§ **Short task**
Convert the rows from the line with "[search] mustache" up to and including the line with "[0,1,440,270]" into a numbered list, omitting any blank lines.

>> start Input records

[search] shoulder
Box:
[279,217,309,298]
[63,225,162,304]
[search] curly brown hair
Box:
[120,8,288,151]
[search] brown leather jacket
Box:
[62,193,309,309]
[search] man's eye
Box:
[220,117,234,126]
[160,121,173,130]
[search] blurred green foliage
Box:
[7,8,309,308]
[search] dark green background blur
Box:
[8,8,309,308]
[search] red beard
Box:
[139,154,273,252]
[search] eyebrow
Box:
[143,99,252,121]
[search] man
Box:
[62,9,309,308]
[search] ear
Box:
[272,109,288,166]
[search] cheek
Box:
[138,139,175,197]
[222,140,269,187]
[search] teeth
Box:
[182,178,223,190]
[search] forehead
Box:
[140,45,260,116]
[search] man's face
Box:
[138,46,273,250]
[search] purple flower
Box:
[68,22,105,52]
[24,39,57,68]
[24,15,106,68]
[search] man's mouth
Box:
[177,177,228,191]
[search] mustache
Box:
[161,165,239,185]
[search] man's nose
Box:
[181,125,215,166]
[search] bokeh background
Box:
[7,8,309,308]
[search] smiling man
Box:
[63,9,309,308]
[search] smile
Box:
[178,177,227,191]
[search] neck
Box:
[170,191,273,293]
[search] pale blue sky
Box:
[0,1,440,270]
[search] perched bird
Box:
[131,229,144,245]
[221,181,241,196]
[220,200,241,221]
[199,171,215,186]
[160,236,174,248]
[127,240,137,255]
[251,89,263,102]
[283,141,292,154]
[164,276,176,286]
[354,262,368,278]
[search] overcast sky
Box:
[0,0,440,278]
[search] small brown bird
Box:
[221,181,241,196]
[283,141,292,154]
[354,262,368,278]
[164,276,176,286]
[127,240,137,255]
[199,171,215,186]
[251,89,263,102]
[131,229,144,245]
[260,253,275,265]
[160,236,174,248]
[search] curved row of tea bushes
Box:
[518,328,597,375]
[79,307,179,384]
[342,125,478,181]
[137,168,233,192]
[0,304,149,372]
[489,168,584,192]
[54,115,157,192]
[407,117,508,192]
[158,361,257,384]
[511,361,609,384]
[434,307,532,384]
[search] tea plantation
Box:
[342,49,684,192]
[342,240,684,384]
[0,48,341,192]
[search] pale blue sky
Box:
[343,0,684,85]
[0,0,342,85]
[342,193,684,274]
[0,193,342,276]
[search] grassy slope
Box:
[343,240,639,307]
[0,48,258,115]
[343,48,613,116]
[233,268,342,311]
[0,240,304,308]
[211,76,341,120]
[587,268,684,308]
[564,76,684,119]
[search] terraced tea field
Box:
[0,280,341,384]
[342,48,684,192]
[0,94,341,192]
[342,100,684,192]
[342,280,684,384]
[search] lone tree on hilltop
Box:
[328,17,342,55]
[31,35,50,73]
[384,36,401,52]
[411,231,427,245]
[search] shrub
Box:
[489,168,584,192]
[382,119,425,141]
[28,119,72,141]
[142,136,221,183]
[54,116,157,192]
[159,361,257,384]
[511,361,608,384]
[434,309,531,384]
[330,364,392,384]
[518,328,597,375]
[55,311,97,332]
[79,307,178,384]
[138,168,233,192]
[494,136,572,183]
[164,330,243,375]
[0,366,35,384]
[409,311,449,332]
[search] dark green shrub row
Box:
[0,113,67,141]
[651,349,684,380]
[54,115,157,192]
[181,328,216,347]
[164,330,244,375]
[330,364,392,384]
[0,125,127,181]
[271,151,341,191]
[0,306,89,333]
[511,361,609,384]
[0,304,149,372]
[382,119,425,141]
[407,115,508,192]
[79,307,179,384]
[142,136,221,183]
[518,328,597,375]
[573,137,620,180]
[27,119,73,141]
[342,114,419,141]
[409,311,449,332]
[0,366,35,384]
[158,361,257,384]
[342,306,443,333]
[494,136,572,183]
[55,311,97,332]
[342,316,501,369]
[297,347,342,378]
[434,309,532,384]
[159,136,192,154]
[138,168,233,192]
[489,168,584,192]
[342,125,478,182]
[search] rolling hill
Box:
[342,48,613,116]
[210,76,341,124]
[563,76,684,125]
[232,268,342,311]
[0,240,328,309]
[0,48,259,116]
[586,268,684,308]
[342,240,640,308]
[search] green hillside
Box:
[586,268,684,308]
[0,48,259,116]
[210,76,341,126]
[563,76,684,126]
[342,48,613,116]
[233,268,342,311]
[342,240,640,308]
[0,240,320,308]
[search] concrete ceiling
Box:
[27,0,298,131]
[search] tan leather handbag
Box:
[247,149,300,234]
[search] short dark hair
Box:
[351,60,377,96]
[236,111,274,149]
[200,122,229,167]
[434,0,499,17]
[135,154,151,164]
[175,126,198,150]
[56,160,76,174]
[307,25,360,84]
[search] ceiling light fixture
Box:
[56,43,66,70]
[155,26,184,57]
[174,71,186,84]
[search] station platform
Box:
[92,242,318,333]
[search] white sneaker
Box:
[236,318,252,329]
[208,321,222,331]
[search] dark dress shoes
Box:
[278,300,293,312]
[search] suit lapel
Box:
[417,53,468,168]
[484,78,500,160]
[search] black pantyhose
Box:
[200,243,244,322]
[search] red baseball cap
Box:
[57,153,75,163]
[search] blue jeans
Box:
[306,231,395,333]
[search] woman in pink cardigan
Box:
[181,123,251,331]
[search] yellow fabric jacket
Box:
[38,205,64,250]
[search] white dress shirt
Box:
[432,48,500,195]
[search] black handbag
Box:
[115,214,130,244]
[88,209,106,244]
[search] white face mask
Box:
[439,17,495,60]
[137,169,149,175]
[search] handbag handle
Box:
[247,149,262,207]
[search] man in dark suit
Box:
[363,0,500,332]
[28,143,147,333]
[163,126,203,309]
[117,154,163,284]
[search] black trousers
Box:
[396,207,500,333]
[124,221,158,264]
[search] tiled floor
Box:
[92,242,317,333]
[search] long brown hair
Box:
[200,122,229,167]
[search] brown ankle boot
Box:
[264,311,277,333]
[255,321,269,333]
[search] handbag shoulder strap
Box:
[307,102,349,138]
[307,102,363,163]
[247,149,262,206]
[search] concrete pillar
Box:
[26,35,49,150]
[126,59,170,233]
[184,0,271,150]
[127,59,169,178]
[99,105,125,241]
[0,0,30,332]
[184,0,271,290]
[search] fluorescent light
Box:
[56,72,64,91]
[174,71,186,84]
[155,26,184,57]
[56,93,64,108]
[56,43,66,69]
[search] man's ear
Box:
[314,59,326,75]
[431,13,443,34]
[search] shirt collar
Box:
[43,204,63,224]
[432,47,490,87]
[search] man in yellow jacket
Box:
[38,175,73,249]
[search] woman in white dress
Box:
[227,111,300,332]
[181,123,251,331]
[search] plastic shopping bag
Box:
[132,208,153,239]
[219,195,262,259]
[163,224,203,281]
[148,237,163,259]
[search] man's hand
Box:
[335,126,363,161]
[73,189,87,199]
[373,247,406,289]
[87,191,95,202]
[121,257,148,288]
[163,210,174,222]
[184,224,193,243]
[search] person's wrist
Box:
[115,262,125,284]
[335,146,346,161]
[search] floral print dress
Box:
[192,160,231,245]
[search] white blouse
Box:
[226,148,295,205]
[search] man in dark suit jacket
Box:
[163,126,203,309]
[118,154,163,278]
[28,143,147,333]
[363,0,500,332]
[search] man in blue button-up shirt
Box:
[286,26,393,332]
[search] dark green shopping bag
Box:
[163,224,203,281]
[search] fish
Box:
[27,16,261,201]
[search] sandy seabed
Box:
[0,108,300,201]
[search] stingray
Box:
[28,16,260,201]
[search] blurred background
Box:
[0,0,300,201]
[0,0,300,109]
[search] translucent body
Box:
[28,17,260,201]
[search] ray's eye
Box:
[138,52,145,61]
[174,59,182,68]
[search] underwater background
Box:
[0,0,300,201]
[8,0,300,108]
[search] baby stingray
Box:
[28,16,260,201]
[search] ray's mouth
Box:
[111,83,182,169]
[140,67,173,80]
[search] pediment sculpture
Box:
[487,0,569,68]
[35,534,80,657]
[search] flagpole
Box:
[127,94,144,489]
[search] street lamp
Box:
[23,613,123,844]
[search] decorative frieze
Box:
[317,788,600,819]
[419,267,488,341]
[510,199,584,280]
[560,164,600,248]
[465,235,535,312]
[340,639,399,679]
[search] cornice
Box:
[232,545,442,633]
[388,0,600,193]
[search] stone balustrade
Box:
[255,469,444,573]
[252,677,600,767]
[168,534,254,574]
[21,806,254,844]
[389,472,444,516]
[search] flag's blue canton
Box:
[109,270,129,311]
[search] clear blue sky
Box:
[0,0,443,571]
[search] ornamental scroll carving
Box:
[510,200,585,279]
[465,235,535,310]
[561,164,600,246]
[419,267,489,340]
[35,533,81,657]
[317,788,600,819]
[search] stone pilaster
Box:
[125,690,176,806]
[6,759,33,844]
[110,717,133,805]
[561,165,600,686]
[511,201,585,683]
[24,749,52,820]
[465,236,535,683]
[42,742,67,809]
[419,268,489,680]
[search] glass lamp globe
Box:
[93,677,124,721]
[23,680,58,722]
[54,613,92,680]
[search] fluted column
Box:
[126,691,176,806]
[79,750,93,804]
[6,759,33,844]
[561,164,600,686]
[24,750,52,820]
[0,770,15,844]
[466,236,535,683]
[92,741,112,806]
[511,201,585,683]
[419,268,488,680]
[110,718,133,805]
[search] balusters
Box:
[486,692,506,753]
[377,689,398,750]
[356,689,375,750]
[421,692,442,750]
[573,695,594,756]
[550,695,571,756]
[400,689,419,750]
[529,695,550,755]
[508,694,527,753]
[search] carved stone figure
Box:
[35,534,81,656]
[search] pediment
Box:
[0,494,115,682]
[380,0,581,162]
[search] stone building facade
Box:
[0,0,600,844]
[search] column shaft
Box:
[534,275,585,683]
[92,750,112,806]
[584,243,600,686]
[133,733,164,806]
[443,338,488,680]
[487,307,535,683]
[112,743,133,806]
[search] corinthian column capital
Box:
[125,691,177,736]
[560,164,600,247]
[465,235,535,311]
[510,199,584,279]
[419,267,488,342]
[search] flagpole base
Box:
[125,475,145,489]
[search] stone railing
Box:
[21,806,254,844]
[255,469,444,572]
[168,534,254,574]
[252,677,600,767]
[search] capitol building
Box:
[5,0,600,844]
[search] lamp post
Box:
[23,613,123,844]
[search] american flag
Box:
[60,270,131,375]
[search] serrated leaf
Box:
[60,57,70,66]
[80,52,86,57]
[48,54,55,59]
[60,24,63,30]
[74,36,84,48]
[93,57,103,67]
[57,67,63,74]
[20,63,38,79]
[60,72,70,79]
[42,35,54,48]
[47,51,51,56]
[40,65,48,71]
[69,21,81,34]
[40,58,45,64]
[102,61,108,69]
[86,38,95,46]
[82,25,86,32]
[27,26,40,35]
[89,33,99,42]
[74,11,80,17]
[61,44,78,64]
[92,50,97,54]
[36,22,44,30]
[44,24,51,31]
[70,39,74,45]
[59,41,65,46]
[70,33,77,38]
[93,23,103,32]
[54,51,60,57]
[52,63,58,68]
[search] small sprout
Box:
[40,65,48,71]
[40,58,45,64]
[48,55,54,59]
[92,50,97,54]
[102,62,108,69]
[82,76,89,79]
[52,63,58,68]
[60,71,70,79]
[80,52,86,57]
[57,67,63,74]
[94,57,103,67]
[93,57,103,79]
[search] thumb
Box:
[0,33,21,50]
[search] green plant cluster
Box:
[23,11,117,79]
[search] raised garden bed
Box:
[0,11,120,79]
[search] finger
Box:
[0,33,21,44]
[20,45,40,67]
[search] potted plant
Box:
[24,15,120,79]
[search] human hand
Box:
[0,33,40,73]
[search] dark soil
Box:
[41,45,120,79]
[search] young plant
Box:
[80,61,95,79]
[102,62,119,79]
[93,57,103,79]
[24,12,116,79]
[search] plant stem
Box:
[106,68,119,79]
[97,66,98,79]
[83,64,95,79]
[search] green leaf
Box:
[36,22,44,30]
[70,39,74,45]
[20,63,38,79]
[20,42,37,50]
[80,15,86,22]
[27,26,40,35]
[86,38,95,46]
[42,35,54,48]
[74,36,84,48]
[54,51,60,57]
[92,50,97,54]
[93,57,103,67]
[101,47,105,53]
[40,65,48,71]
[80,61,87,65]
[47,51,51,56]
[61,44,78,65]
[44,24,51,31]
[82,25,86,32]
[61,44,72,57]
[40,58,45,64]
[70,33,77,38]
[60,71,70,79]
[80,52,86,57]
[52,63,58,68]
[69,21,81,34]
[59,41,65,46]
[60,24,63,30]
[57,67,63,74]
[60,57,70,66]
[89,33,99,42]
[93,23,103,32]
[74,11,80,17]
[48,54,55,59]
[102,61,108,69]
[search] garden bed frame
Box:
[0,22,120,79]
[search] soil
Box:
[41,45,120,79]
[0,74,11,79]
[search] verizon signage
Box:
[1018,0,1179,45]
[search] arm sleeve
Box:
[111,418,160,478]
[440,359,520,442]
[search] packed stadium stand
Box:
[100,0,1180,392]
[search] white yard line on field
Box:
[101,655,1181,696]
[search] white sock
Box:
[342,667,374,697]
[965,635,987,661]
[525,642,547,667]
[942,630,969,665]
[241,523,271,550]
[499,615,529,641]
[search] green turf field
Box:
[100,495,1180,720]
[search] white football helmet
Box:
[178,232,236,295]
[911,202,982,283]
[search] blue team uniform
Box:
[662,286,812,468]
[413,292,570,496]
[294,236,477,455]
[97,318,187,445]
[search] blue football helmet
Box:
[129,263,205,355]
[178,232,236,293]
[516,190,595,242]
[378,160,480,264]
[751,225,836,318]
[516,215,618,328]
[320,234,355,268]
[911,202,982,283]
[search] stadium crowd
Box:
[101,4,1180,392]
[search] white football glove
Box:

>> end Input records

§ **Solution for this exercise**
1. [search] mustache
2. Box:
3. [161,165,239,185]
4. [search] man's nose
5. Box:
6. [181,125,215,166]
7. [search] bokeh background
8. Box:
9. [7,8,309,308]
10. [search] smiling man
11. Box:
12. [63,9,309,308]
13. [search] smile
14. Box:
15. [178,177,227,191]
16. [search] neck
17. Box:
18. [170,191,273,293]
19. [search] pale blue sky
20. Box:
21. [0,1,440,270]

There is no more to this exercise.